[Referring expression data]
··········

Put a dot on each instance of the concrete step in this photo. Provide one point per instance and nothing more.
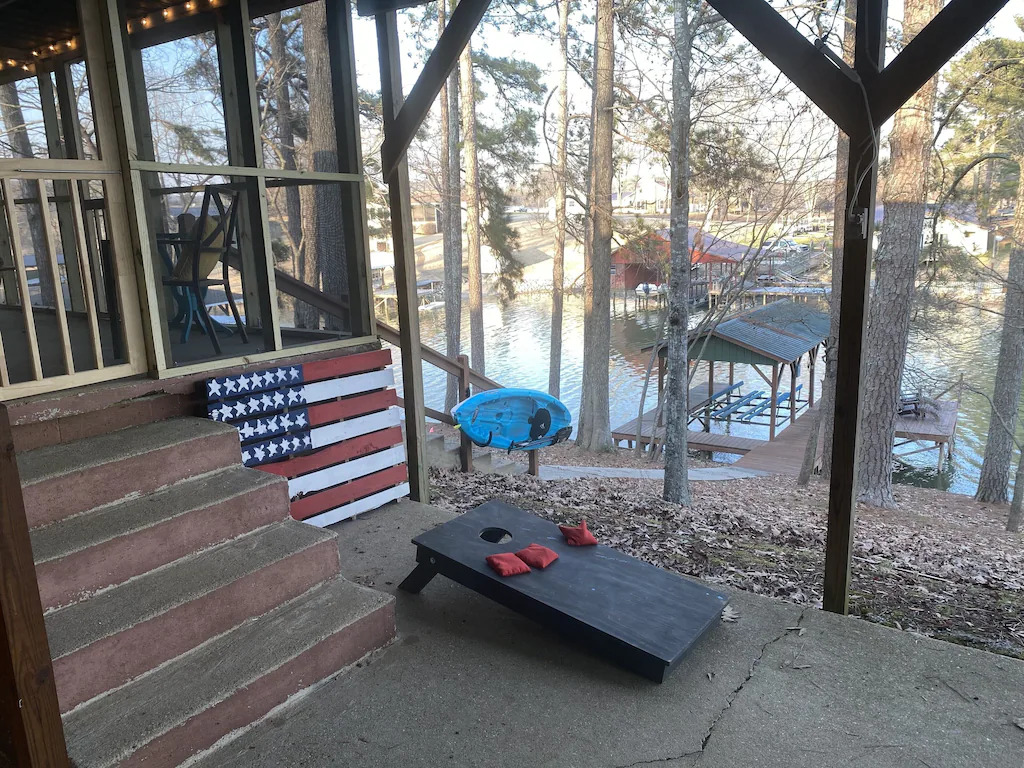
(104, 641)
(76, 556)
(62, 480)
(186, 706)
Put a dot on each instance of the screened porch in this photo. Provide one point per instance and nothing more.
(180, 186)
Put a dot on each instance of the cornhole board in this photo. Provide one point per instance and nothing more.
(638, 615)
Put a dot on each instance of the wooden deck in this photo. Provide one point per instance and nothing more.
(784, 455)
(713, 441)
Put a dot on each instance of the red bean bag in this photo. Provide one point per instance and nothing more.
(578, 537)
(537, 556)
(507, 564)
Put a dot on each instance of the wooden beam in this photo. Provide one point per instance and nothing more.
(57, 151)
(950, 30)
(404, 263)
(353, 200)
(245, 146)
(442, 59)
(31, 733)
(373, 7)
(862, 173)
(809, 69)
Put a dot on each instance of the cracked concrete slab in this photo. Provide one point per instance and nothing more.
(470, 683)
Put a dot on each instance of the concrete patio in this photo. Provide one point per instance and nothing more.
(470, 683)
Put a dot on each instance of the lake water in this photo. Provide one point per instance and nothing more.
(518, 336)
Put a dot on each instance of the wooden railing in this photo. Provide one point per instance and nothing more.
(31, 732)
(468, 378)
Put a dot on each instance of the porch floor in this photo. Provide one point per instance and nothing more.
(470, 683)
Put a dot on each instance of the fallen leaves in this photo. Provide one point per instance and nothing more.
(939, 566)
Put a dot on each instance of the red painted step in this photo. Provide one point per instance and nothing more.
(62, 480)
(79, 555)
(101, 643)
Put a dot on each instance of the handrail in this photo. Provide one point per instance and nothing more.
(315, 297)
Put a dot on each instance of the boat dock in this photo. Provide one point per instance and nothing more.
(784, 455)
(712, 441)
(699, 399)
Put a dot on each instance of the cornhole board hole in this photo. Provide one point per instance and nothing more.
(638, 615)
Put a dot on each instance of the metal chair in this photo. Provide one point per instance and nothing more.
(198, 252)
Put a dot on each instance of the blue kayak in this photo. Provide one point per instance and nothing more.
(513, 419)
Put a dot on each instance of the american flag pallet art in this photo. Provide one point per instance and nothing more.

··········

Set down the data again, exactly, without images.

**Solution to this exercise**.
Put a dot on each instance of the concrete step in this photo. Provide one point per instance and nothing more.
(104, 641)
(76, 556)
(62, 480)
(186, 706)
Put a dot on each instance of the screened porch in this photo. Provide one point per instance and nothing more.
(180, 186)
Put a dot on each instance of the cornhole board in this photo. Provide one point per instance and nothing more.
(638, 615)
Put a dot on each instance of the wooden deck in this photo. Provide one point per instance and nothing more.
(784, 455)
(713, 441)
Put a dot on each instance of the red bean bag in this photo. Provide one point per instance and nothing more.
(578, 537)
(537, 556)
(507, 564)
Put a dot on each instance of the wooden beam in this photo. Provide one point per instance and nothing more.
(57, 151)
(950, 30)
(404, 263)
(353, 200)
(245, 146)
(442, 59)
(31, 733)
(373, 7)
(862, 173)
(809, 69)
Put a dot on each instance of the cracked concrete slab in this photo. Provide one point per instance and nothing more.
(470, 683)
Put a dot on each instance of the concrete patio in this photo. Provide one point per instance and nothing more.
(470, 683)
Put a dot on each instance of the lake water in this photo. Provide one point per instance and nothing more.
(518, 336)
Put a dot on each instance of the wooden railing in this photo. Provide one point per instance and nothing more.
(31, 732)
(468, 378)
Put a dot on each instance of the porch floor in this photo. Provide one point per instance and nothing more.
(470, 683)
Put a dot on each instance of the fallen leaves in this photo. Provide one point per instance and nothing more.
(939, 566)
Put a dot on each instance of the red painted step in this photo. Provide one point per instance and nothing more.
(62, 480)
(79, 555)
(101, 643)
Put a dot on each instance of the handrail in this photo. Provide one point per instance and nothing more.
(315, 297)
Put a dot on each instance of the boat dock in this photo. Provide one point per instance and nothing more.
(784, 455)
(712, 441)
(699, 399)
Put a dot on each instance of the cornhole board hole in this photo. Provide one point per instance and nothing more.
(638, 615)
Put a dot on each instance of the metal chair in this photo. Provide one point per instance and nothing more.
(198, 252)
Put a dot on each instance of the blue kayak in this photo. Provide one point per instance and nothing more.
(513, 419)
Put a dot on each instance of the american flag pallet art in this photo. Provide one point per instance and nothing more.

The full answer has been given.